To do | All lines from the line containing "Target = bicycle handlebar" up to and including the last line of the listing below should be echoed exactly; no other lines belong in the response.

Dataset items |
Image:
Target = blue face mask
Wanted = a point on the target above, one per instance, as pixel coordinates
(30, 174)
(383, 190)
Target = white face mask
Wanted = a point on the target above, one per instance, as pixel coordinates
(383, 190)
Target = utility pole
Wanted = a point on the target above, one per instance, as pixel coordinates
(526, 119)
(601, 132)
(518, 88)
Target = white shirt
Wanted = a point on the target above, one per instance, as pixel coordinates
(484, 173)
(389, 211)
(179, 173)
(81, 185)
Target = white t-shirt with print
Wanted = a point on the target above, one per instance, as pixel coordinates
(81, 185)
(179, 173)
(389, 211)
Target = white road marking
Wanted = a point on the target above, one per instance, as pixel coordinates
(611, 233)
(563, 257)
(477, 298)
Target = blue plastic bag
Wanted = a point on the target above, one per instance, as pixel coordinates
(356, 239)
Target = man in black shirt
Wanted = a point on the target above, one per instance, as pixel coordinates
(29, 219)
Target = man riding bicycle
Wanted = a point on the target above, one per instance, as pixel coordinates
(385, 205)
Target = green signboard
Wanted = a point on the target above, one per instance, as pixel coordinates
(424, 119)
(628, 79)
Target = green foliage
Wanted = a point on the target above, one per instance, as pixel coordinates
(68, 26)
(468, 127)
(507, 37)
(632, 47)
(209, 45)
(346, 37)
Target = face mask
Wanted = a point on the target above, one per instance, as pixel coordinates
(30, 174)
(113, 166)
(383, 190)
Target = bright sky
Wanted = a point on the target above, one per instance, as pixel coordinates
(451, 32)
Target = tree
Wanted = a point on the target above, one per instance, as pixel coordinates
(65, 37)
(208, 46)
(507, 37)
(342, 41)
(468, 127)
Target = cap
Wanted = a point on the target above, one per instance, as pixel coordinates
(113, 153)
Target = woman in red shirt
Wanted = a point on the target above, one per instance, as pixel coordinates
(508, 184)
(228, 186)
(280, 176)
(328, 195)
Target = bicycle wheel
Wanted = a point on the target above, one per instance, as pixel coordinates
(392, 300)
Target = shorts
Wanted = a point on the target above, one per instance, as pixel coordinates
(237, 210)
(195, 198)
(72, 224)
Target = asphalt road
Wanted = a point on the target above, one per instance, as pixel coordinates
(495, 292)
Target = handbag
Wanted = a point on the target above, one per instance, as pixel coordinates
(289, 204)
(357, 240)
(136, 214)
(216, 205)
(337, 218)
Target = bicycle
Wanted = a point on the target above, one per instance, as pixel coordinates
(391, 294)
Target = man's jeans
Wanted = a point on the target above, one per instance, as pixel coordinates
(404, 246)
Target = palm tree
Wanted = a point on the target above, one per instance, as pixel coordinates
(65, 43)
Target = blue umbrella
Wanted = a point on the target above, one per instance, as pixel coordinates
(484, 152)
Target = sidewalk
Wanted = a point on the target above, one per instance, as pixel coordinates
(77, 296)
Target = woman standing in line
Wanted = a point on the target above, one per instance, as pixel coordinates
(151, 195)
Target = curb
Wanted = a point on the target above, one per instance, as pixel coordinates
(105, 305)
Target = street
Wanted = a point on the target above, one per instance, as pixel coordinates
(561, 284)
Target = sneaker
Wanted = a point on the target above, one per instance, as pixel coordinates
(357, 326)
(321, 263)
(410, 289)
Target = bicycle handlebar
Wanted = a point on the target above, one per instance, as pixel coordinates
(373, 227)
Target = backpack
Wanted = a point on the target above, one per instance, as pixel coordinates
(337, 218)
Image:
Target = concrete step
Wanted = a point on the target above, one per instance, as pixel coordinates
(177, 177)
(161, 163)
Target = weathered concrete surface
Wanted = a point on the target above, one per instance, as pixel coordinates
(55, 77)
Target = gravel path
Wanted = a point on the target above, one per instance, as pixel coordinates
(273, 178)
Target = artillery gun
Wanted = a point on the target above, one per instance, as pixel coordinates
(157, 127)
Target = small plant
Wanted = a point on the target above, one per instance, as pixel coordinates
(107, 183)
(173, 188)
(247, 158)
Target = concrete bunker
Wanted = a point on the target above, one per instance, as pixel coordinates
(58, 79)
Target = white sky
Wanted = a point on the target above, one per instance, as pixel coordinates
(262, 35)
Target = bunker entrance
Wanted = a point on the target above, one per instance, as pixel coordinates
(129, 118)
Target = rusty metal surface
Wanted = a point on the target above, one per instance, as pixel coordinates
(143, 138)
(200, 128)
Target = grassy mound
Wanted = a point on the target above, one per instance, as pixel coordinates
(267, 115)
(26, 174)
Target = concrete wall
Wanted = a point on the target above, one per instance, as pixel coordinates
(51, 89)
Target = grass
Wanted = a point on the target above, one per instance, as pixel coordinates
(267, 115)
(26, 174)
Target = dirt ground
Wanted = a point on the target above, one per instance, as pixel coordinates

Response below |
Target = bicycle handlebar
Wanted = a point on the target above, one per instance, as pixel coordinates
(373, 227)
Target = backpack
Wanted = a point on the target above, one per instance, as pixel coordinates
(337, 218)
Image:
Target = concrete step
Wanted = a point on the target above, one per instance, as pixel coordinates
(177, 177)
(161, 163)
Target = weathered concrete surface
Wanted = a point on the target above, one per instance, as pixel coordinates
(55, 77)
Target = gravel path
Wanted = a point on the target above, one per instance, as pixel coordinates
(273, 178)
Target = artillery gun
Wanted = a point on the target above, one per instance, as pixel coordinates
(157, 127)
Target = small plant
Wanted = a point on the target above, one per instance, as pixel coordinates
(107, 183)
(173, 188)
(247, 158)
Target = concrete bunker
Wanted = a point on the target above, one per instance, as pixel coordinates
(58, 79)
Target = white sky
Wanted = a point on the target above, one per instance, as pixel coordinates
(262, 35)
Target = bunker entrance
Wanted = a point on the target above, one per instance, as pixel coordinates
(129, 118)
Target = rusty metal surface
Wanted = a point on the target above, one per instance, as pixel coordinates
(143, 138)
(200, 128)
Target = grassy mound
Wanted = a point on the target above, one per instance, as pixel coordinates
(267, 115)
(26, 174)
Target = concrete wall
Wanted = a point on the target above, one per instance, as pixel coordinates
(51, 89)
Target = grass
Wanted = a point on the target above, one per instance, as pixel coordinates
(267, 115)
(26, 174)
Target = dirt ground
Wanted = a point on the target above, one per instance, as pixel coordinates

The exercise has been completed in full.